◆ Work to be completed ◆
The output should be exactly the lines from the one containing "Mark a point" through the last line of the records, and only those.

━━ Data ━━

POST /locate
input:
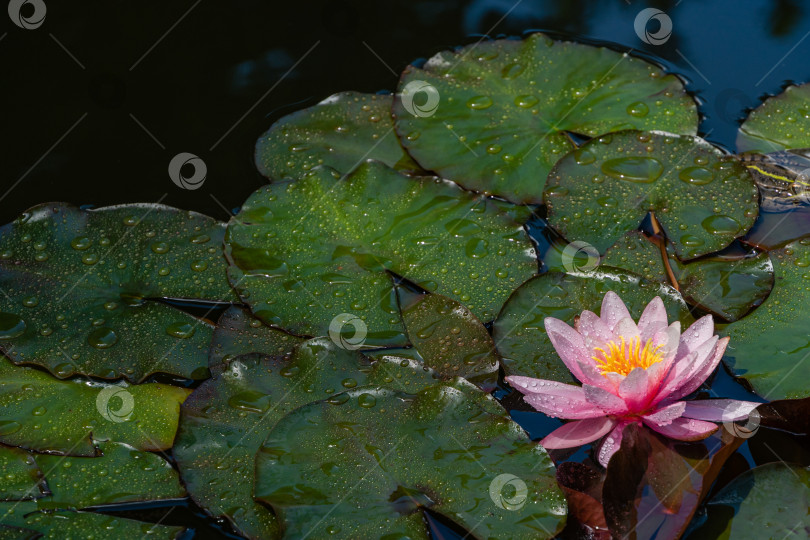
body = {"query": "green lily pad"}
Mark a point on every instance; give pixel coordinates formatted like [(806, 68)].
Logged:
[(44, 414), (769, 501), (363, 467), (727, 285), (701, 198), (519, 332), (781, 122), (311, 256), (120, 475), (22, 478), (79, 287), (68, 524), (493, 116), (225, 420), (341, 132), (449, 338), (238, 333), (769, 347)]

━━━

◆ Response area ◆
Mark a point on every instance; give pixel coordinates formatted like [(806, 68)].
Logged:
[(44, 414), (769, 501), (363, 467), (727, 285), (701, 198), (519, 332), (781, 122), (311, 256), (120, 475), (22, 478), (79, 287), (68, 524), (493, 116), (225, 420), (341, 132), (449, 338), (238, 333), (769, 347)]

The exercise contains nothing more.